→ INFORMATION GIVEN:
## begin

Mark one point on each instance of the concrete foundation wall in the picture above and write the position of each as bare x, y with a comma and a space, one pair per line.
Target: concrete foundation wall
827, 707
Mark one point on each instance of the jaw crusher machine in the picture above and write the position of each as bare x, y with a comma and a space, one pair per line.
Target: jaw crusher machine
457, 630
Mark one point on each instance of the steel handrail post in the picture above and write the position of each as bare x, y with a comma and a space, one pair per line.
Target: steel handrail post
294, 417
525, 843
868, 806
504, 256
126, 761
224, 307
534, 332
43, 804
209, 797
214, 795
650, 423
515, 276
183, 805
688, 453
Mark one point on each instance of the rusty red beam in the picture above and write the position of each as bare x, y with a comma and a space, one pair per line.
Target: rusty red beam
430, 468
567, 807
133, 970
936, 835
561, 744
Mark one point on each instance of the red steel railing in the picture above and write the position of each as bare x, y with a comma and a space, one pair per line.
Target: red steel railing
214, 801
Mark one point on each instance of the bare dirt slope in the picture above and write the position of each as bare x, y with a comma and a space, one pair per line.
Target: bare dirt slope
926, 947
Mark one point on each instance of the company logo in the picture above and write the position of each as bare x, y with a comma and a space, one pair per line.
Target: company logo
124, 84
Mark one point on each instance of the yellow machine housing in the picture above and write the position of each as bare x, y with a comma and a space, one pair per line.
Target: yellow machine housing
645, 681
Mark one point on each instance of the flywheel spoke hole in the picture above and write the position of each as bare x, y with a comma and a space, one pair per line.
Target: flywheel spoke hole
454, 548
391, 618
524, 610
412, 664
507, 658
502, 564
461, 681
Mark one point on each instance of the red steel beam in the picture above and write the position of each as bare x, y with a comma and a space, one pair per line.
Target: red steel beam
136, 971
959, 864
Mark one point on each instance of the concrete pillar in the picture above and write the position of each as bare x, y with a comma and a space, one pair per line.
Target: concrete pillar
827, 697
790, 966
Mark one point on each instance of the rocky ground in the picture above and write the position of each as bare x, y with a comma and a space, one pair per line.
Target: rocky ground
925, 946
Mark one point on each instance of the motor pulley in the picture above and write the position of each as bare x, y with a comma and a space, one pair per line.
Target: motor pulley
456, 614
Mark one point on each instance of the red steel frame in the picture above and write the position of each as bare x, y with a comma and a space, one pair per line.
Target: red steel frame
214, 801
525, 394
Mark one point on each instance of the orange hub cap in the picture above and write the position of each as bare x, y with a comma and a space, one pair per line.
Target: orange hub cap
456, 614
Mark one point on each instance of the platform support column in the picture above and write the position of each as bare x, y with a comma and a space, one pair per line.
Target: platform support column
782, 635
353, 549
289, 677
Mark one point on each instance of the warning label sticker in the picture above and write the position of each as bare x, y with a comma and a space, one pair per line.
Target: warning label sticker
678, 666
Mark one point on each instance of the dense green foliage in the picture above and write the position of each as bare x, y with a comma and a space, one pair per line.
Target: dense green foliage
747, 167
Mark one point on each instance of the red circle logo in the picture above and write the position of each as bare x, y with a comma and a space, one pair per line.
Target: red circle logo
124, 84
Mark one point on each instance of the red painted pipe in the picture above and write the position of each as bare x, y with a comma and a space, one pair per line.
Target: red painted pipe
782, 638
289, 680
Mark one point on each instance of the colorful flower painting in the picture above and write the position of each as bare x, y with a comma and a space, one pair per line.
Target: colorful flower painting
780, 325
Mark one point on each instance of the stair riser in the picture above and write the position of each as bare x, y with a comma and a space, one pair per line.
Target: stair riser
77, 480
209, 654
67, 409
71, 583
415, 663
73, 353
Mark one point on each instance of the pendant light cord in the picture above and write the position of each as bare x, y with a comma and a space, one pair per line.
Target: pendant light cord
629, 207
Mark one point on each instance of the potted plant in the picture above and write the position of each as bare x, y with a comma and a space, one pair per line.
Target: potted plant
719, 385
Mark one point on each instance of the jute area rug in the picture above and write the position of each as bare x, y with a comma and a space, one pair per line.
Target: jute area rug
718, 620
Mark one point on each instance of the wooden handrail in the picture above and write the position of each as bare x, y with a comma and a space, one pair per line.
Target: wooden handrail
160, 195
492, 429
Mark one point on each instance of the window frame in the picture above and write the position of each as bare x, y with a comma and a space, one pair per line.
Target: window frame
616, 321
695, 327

## end

→ THE REQUEST: Update the records above by changing each "Target" to "Label", keeping everything else the same.

→ TASK RESULT:
Mark one point on each instance of the concrete foundation wall in the picture above and write the position of each as bare x, y with a comma and a space, one pair per line.
Label: concrete foundation wall
827, 707
Mark one point on each instance of the jaw crusher machine in the picture above and write the position of each as bare x, y with a comma and a space, one pair per line.
Label: jaw crusher machine
457, 630
Mark one point on each instance of the steel handrail post in the picture above and write the position of each as bare x, y with a comma and a space, one pair per line.
Label: steel handrail post
294, 417
525, 843
868, 806
504, 256
126, 761
224, 307
534, 332
43, 804
209, 797
214, 795
650, 423
515, 276
183, 805
688, 453
Mark one point on each instance of the rusty red beam in the picture above and write the position of each as bare x, y with a comma and a space, one pair per line.
Label: rusty red beam
430, 468
567, 807
133, 970
936, 835
561, 744
Mark one point on each instance of the red steel railing in the picture above and write the position of each as bare x, y with a comma and a space, one pair per line.
Label: red steel railing
214, 801
Mark one point on each instance of the bare dirt slope in the picture above and write the position of each as bare x, y with a comma and a space, one pair per line.
Label: bare dirt slope
926, 947
Mark one point on each instance of the company logo in the picture above and write the position of each as bare x, y with a comma and a space, one pair per line.
Label: company logo
124, 84
Mark one point on each instance of the yellow machine housing in the picture above and write the position of each as bare x, y with a comma and a space, one pair per line.
Label: yellow machine housing
645, 681
Mark one point on each instance of the flywheel spoke hole in the picture above and write the position of each as bare x, y with a comma and a space, one pair per line.
Label: flywheel spoke hole
454, 548
391, 618
524, 610
412, 664
507, 658
502, 564
461, 681
Mark one point on each instance of the red steel beam in the picture above and write the position of each as bare x, y with a comma and a space, one pair per line.
Label: red steel beam
136, 971
959, 864
Mark one point on each instance of the concrete pillar in the picture above and write the position of each as bare x, y with a comma and a space, one pair per line.
Label: concrete pillar
827, 697
790, 966
Mark one point on each instance of the rocky ground in the picture above and write the position of each as bare x, y with a comma and a space, one pair per line.
Label: rocky ground
925, 946
Mark one point on each instance of the motor pulley in the picture above and write the position of each as bare x, y with a comma and a space, one pair per line.
Label: motor pulley
456, 614
Mark one point on each instance of the red steel frame in the picture above and write the position of each as bare x, y with a comma and a space, one pair per line.
Label: red steel frame
214, 801
525, 394
Mark one point on each instance of the orange hub cap in the picture above and write the position of each as bare x, y with a comma and a space, one pair per line.
Label: orange hub cap
456, 614
Mark one point on each instance of the platform support column in the picture above and write the position of each as bare x, y with a comma and a space, one pair per line.
Label: platform support column
782, 635
353, 549
289, 677
Mark one point on each instance of the warning label sticker in the picture above and write the position of each as bare x, y with a comma and a space, one pair per line.
Label: warning label sticker
678, 666
Mark one point on each instance of the dense green foliage in the picture above and write the position of each as bare x, y with a comma and a space, one pair per line.
Label: dense green foliage
747, 167
Mark one point on each instance of the red circle logo in the picture above and write the position of each as bare x, y with a comma and a space, one pair per line.
Label: red circle logo
124, 84
Mark one point on each instance of the red painted pipe in the picture above and write the position of each as bare x, y with a comma and a space, one pair per line.
Label: red painted pipe
782, 638
289, 680
Mark one point on each instance of the colorful flower painting in the picture above and write the position of each as bare x, y with a comma and a space, one pair per line.
Label: colorful flower painting
780, 325
Mark one point on each instance of the stair riser in the picture above and write the position of each as bare x, y with a comma and a space, one pair per line.
Label: stair riser
77, 480
209, 654
67, 409
71, 583
415, 663
73, 353
Mark one point on each instance of the pendant light cord in the picture above and write the position of each as bare x, y with a comma and a space, one pair per line.
Label: pendant light cord
629, 207
Mark one point on each instance of the potted plant in the picture above and write the position of each as bare x, y with a comma and a space, one pair per line.
Label: potted plant
719, 385
Mark one point on each instance of the jute area rug in the picture above and write the position of each as bare x, y with a comma and a space, one pair per line.
Label: jute area rug
718, 620
Mark one point on each instance of the wooden handrail in the picture above and write the position of each as bare x, y with a comma and a space, one pair per line.
Label: wooden handrail
160, 195
492, 429
Mark one point on each instance of the window frame in the picture above and write the position of each as bare x, y with a comma and a space, one pair per line.
Label: window frame
616, 321
695, 327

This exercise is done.